Consigne A: Dans l'extrait sur Haïti, recopiez le passage qui débute aux mots « La capitale, Port-au-Prince » et s'arrête après les mots « tué, pillé, brûlé. ».
Consigne B: Dans l'extrait sur Haïti, reformulez sous forme de liste le paragraphe qui commence par « Les quartiers sont quadrillés », en conservant ses faits essentiels.
Consigne C: Rédigez la suite de l'extrait sur Haïti à partir de sa dernière phrase.

Extrait du document:
# # #

CO N°1337 (9 novembre 2024) – Haïti – La vie des habitants dans les quartiers, sous la griffe des gangs

La capitale, Port-au-Prince est presque entièrement occupée par les gangs. Partis du bord de mer, ils ont progressé méthodiquement quartiers par quartiers, occupé le terrain après avoir tué, pillé, brûlé.

Les habitants rescapés et qui n’ont pas réussi à fuir sont obligés de vivre sous l’administration de ces bandits. Ceux-ci organisent de fait un État dans l’État avec lequel composent les politiciens et la police qui n’arrivent pas à les déloger.

Les quartiers sont quadrillés, et partagés entre une dizaine de gangs qui ont passé un contrat entre eux pour éviter de s’entretuer et surtout pour l’entraide en cas d’attaques de l’armée ou autre mission de « sécurité ». Cette association de gangsters a pris le nom de « vivre ensemble » !

# # #

Données disponibles:
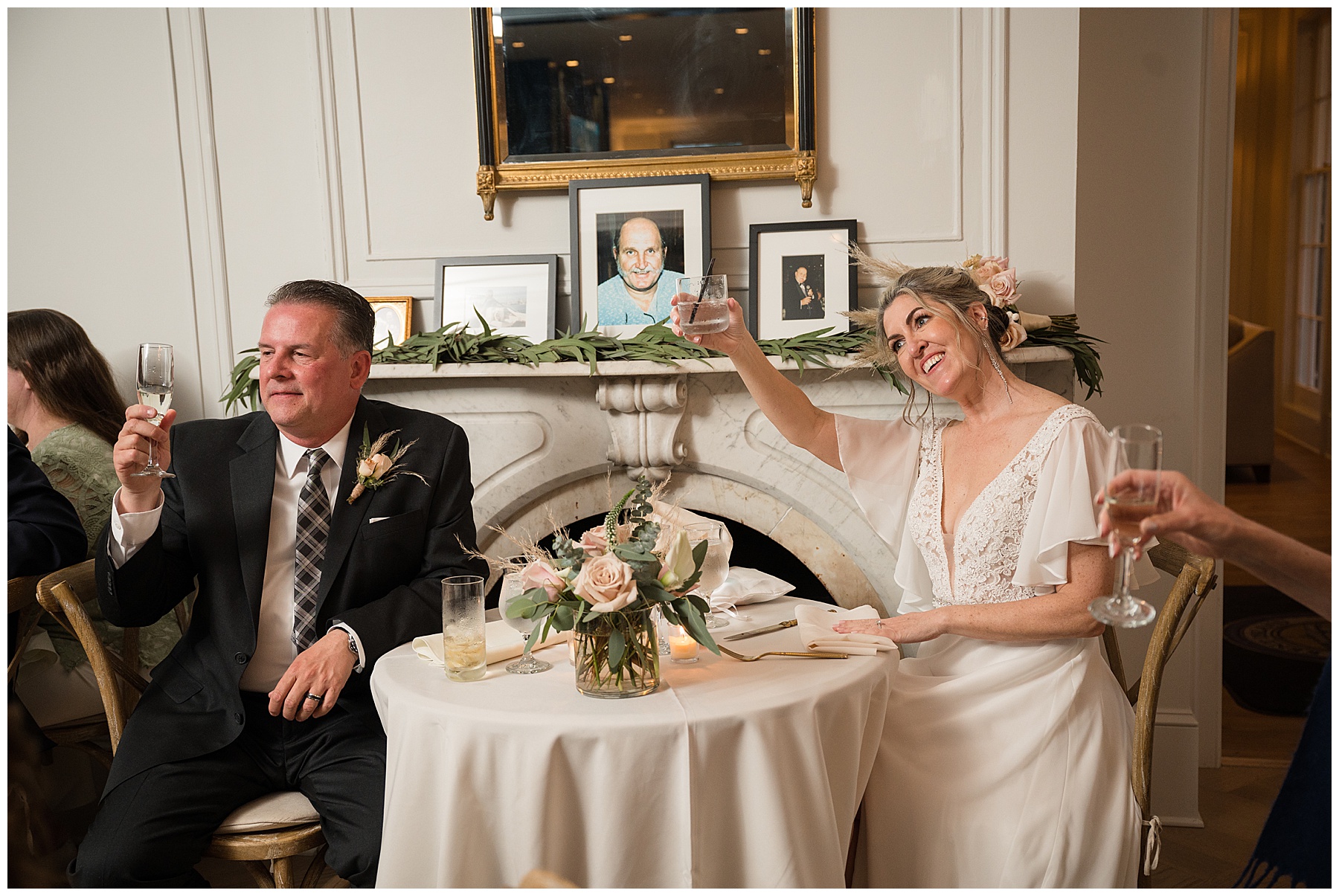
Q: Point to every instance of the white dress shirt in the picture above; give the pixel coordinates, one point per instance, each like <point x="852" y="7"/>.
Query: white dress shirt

# # #

Réponse finale A:
La capitale, Port-au-Prince est presque entièrement occupée par les gangs. Partis du bord de mer, ils ont progressé méthodiquement quartiers par quartiers, occupé le terrain après avoir tué, pillé, brûlé.

Réponse finale B:
- Les quartiers sont quadrillés et partagés entre une dizaine de gangs.
- Ces gangs ont conclu un contrat entre eux pour éviter de s'entretuer.
- Ce contrat prévoit surtout l'entraide en cas d'attaque de l'armée ou d'une autre mission de « sécurité ».
- Cette association de gangsters s'appelle « vivre ensemble ».

Réponse finale C:
Et ils vivent ensemble sur le dos de la population ! Qu’ils terrorisent, utilisent comme bouclier humain face à la police. Dans leur but, il y a la conquête complète de la capitale, la marche en avant vers cet objectif provoque des massacres lors de l’occupation d’un quartier. Les habitants fuient vers les mornes, mais les gangs de plus en plus outillés, de plus en plus organisés, avancent méthodiquement vers les quartiers des hauteurs. Les barrières métalliques que quelques nantis mettent au travers de routes pour protéger leur résidence n’offrent aucune garantie.

La surveillance est la base du maintien de la population sous la coupe des gangs. Sur les routes, il faut franchir des postes de péage. Ainsi sur la route du nord à une heure de Port-au-Prince se trouve la ville de Canaan, pour y arriver il faut franchir deux péages.

Chaque entrée de la ville est surveillée par un poste de garde, avec des soldats équipés assis sur des chaises et d’autres sur une moto à proximité avec des téléphones pour la liaison avec la base. Ce que subissent ceux qui y habitent reflète ce qui se passe dans d’autres quartiers sous l’emprise des gangs.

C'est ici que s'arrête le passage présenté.